TEXTE À LIRE:
------------------------------
Tandis que deux milliards de décérébrés bavent face à l'écran devant une marionnette en robe de mariée, le site Rue89 m'apprend une nouvelle qui me chagrine un peu : située en Inde, la firme Godrej and Boyce devrait fermer définitivement ses portes bientôt. C'était le dernier atelier au monde à encore fabriquer des machines à écrire mécaniques... 

Je ne sais pas pourquoi mon père avait décidé de m'offrir une machine à écrire pour mes dix ans. On m'aurait offert un coffre d'or que cela ne m'aurait pas procuré plus de joie. C'était une petite Remington couleur pervenche qui se refermait à l'aide d'un couvercle gris. Une méthode d'apprentissage du clavier l'accompagnait. Il fallait, par exemple, s'exercer les yeux fermés à écrire trois lignes de "papa" pour entraîner ses auriculaires. Il y avait le bruit de sonnette qui précédait le grincement du retour du chariot. Un bruit qui me semblait magique tout en ayant le don d'énerver ma mère pour qui le silence de la plume Ballon était quand même nettement préférable. À l'époque, l'institutrice interdisait l'usage du bic jusqu'à la dernière année.

J'ignorais alors qu'avant de vendre ses machines par millions dans le monde, Remington était à l'origine un fabricant d'armes. Peut-être n'ignorait-il pas que les mots étaient aussi de redoutables armes. Sous Ceaucescu, tout citoyen roumain achetant une machine devait remettre aux autorités une feuille reprenant tous les caractères de l'instrument. Véritables empreintes digitales, cela permettait de découvrir rapidement l'impudent tenté de publier un texte dissident. Dans Gibier de Potence, Kurt Vonnegut Jr (un de mes écrivains préférés) raconte que, sous l'Allemagne nazie, l'on avait ajouté au clavier une touche spéciale permettant d'écrire en une seule fois les très usitées initiales S.S... Mais peut-être confondait-il avec le ß allemand (comme dans Straße) car je n'ai jamais vu cette anecdote relatée ailleurs.
------------------------------
DONNÉES DE LA TÂCHE:
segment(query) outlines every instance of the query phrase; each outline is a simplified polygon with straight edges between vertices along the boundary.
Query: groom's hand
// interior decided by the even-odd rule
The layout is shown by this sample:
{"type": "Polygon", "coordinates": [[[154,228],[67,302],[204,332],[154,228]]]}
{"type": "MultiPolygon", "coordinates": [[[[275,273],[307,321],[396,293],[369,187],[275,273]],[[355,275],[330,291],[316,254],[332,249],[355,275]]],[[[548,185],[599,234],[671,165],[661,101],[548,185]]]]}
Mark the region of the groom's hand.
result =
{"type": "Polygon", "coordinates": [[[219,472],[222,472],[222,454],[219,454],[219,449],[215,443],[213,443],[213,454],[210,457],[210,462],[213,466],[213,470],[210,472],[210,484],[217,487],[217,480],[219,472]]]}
------------------------------
OBJECTIF 1: Reproduisez mot pour mot le passage du texte sur les machines à écrire qui va de « Tandis que deux » à « à écrire mécaniques... ».
OBJECTIF 2: Ajoutez 45 à chaque coordonnée des polygones donnés en réponse, puis réécrivez toutes les lignes des enregistrements, consignes comprises.

RÉPONSE 1:
Tandis que deux milliards de décérébrés bavent face à l'écran devant une marionnette en robe de mariée, le site Rue89 m'apprend une nouvelle qui me chagrine un peu : située en Inde, la firme Godrej and Boyce devrait fermer définitivement ses portes bientôt. C'était le dernier atelier au monde à encore fabriquer des machines à écrire mécaniques...

RÉPONSE 2:
segment(query) outlines every instance of the query phrase; each outline is a simplified polygon with straight edges between vertices along the boundary.
Query: groom's hand
// interior decided by the even-odd rule
The layout is shown by this sample:
{"type": "Polygon", "coordinates": [[[154,228],[67,302],[204,332],[154,228]]]}
{"type": "MultiPolygon", "coordinates": [[[[275,273],[307,321],[396,293],[369,187],[275,273]],[[355,275],[330,291],[316,254],[332,249],[355,275]]],[[[548,185],[599,234],[671,165],[661,101],[548,185]]]]}
Mark the region of the groom's hand.
result =
{"type": "Polygon", "coordinates": [[[264,517],[267,517],[267,499],[264,499],[264,494],[260,488],[258,488],[258,499],[255,502],[255,507],[258,511],[258,515],[255,517],[255,529],[262,532],[262,525],[264,517]]]}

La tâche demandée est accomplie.